> WHAT TO PRODUCE
Carry on the article about counting rows in large PostgreSQL tables, starting right after its last sentence.

EdgeLimits
EdgeLimits
Share:

From code lines to orchestrated background task workflows at scale

Lessons from building and maintaining enterprise-scale systems with Django, PostgreSQL, Celery, and RabbitMQ — the hard problems nobody warns you about.
From code lines to orchestrated background task workflows at scale

If you can count rows of a table like this SELECT COUNT(*) FROM TABLE, then you probably haven’t worked with large datasets yet.

This article is about my findings after working on a project for almost two years, which used Django, PostgreSQL, Celery, and RabbitMQ to tackle enterprise-level challenges.

In this article:

  • Why COUNT(*) will betray you on large PostgreSQL tables — and what to use instead
  • How to use EXPLAIN to spot query bottlenecks before they hit production
  • The indexing mistakes that quietly kill performance (and how to fix them)

If you’re a backend engineer who has outgrown toy datasets and is starting to feel the pain, this is for you.


How to count rows when you cannot count?

I recall the first time I got a request for a change on my PR, where I used LargeDjangoTable.objects.count(). I thought the reviewer was messing with me and making things up, as the .count() had never failed me … before.

As it turned out, when using SELECT COUNT(*) in PostgreSQL, the planner may choose a sequential scan to read through every data page of the table until it reaches the end. Similar to counting sheep before you fall asleep :). For tables with millions of rows, the query execution may time out sooner before you get a response from the database. So your beautiful code will “never” reach the end of the line.

NB! It is beneficial to familiarize yourself with EXPLAIN or EXPLAIN ANALYSE <your SQL query> to see the query execution plan, so you can identify potential bottlenecks in your queries. Finding something like Seq Scan on tablename (cost=0.00..9,876,540.00 rows=120,000,000 width=128) is definitely a red flag.

So, how to count rows when you cannot count (in PostgreSQL)?

  1. Increase the DB tier (cores, RAM, etc.) and await the invitation from Jeff B. to a party on his new yacht, which you have bought him.

> DATA ROWS

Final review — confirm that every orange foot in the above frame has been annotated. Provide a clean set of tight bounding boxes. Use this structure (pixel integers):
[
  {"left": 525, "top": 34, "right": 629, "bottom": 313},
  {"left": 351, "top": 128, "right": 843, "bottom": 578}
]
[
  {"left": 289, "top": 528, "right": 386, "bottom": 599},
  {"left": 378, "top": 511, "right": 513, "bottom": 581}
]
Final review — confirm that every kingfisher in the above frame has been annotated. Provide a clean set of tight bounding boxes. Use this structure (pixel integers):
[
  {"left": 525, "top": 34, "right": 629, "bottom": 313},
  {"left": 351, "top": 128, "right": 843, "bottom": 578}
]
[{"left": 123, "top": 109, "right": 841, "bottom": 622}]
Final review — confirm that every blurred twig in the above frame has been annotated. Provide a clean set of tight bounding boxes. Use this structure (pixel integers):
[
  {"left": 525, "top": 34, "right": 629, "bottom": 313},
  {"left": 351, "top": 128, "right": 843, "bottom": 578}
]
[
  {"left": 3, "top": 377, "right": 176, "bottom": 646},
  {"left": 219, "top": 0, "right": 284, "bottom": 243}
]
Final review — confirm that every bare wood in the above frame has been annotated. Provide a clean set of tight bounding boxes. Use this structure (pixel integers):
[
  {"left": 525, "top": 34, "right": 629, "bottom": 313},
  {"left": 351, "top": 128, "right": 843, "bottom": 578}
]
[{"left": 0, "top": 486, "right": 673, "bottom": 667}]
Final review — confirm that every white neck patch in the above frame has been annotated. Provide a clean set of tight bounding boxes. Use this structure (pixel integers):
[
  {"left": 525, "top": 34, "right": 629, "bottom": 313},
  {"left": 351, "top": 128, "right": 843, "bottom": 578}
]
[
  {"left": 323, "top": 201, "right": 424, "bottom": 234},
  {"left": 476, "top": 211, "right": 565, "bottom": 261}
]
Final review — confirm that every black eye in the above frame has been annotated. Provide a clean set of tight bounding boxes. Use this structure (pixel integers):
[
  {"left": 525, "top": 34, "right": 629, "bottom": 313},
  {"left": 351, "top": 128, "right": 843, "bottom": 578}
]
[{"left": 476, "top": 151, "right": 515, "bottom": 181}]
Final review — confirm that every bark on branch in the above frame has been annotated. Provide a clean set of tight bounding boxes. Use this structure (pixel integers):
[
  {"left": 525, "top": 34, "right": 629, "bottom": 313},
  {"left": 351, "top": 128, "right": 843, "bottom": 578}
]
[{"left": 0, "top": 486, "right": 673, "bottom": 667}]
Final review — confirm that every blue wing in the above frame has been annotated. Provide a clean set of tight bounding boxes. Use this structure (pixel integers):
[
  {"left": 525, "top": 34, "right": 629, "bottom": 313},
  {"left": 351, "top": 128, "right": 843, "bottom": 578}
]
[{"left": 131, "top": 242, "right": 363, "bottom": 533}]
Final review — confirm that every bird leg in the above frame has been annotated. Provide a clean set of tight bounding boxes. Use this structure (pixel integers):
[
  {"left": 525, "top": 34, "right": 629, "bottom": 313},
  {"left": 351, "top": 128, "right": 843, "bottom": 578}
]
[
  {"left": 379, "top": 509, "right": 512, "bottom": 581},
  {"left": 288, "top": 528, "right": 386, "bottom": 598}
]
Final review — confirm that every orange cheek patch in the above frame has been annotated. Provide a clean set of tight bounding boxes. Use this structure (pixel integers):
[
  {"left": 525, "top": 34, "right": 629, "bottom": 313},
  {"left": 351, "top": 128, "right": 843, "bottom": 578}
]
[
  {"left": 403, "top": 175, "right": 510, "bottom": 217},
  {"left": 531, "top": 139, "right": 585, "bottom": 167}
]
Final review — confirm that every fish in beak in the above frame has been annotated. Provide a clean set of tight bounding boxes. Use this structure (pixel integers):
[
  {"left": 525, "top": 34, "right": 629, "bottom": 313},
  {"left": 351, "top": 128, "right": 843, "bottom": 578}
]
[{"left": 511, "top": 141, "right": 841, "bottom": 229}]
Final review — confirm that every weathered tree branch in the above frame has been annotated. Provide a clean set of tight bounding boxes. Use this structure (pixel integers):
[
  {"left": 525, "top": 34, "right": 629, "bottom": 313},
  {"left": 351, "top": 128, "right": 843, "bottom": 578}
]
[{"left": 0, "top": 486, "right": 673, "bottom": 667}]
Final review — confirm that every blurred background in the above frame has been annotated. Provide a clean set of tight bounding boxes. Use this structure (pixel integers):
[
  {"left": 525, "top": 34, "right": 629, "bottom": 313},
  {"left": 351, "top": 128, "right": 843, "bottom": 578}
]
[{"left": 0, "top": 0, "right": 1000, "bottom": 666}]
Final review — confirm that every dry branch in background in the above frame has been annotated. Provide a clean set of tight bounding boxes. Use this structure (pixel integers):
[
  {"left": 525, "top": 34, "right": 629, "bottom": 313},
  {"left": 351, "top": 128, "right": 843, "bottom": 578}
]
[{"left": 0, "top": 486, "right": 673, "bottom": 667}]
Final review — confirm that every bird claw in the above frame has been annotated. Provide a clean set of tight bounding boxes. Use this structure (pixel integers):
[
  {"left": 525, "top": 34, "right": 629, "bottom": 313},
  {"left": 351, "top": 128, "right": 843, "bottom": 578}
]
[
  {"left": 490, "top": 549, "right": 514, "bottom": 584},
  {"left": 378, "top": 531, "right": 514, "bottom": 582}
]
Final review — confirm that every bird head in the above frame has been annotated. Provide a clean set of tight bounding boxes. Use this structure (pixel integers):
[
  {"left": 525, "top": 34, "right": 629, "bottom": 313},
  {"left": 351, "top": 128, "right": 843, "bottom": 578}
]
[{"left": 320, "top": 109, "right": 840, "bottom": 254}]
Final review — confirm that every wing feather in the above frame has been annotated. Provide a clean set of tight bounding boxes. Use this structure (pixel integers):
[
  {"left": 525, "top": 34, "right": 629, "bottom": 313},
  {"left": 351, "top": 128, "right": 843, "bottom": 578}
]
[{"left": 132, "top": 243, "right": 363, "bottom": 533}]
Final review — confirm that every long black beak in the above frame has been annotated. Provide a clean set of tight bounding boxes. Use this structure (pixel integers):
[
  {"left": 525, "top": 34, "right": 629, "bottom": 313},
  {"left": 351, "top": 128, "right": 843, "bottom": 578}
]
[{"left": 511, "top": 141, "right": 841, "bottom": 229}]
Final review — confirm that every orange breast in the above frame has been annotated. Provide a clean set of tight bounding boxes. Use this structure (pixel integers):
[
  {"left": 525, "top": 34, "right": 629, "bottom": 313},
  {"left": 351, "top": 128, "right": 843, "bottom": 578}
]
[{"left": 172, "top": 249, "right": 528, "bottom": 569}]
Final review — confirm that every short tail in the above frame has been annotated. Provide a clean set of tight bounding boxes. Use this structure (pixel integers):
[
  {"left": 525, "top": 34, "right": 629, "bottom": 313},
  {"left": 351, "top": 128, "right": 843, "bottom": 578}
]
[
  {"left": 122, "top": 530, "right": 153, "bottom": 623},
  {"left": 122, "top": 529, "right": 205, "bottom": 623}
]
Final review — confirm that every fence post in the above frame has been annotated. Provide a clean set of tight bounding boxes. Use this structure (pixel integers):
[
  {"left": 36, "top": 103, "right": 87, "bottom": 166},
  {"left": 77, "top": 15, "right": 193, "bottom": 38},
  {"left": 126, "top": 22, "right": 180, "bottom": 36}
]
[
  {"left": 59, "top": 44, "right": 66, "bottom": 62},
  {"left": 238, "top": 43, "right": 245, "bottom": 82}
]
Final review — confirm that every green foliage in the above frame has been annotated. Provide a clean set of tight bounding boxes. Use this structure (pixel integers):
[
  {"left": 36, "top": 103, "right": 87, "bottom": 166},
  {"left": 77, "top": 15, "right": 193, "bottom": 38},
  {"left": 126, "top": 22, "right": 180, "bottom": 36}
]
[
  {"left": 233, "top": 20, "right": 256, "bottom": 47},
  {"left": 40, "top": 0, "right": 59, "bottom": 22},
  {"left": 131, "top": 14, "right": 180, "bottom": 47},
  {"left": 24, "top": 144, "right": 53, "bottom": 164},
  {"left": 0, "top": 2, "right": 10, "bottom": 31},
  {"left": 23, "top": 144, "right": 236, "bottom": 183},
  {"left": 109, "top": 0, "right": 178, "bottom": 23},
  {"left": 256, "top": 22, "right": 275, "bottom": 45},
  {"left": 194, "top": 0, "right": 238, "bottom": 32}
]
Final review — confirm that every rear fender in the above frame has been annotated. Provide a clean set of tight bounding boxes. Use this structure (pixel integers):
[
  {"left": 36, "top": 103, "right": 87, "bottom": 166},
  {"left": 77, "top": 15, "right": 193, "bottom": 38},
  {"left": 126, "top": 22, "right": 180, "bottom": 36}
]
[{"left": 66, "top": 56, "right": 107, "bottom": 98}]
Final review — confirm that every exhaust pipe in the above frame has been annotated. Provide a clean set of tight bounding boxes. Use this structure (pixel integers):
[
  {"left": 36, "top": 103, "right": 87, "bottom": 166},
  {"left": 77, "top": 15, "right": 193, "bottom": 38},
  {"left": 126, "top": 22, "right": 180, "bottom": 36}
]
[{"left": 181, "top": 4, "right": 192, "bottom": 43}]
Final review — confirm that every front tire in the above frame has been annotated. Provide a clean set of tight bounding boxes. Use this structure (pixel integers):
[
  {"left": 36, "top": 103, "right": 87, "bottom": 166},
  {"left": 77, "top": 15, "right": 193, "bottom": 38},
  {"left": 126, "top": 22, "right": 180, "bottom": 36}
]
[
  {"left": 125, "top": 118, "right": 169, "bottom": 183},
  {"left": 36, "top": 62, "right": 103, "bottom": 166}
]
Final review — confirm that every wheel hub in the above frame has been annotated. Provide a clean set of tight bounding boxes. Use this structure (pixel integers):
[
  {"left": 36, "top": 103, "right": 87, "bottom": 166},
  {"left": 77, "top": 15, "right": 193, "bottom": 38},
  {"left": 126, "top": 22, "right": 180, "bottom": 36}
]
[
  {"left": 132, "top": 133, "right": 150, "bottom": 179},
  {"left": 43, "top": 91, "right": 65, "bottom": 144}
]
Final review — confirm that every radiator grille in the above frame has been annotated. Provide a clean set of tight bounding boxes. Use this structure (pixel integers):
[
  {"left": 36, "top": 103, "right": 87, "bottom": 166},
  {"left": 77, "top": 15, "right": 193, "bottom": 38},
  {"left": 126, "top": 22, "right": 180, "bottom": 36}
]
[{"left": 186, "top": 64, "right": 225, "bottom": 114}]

> RESPONSE
  2. If the count is used for data aggregation, like business metrics, or if it doesn’t require immediate response, you can offload the aggregation to a materialized view, or an ETL like Airflow with PySpark.
  3. If the count is required to chunkify through the table, use the “seek method”: SELECT * FROM my_table WHERE id > :last_seen_id ORDER BY id LIMIT 100;
  4. If you only need an estimate row count:
SELECT (CASE WHEN c.reltuples < 0 THEN NULL       -- never vacuumed
             WHEN c.relpages = 0 THEN float8 '0'  -- empty table
             ELSE c.reltuples / c.relpages END
     * (pg_catalog.pg_relation_size(c.oid)
      / pg_catalog.current_setting('block_size')::int)
       )::bigint AS estimate_count
FROM   pg_catalog.pg_class c
WHERE  c.oid = 'myschema.mytable'::regclass;
  1. If you need a precise count with an “immediate” response, then rethink if you really, really need it, or consider using big boy tools like BigQuery.

NB! The estimate query assumes VACUUM is keeping up. On tables with heavy updates or deletes, dead rows inflate the page count and the estimate can drift — run ANALYZE on the table if you need a fresher number.

Who are the unsung heroes of database performance?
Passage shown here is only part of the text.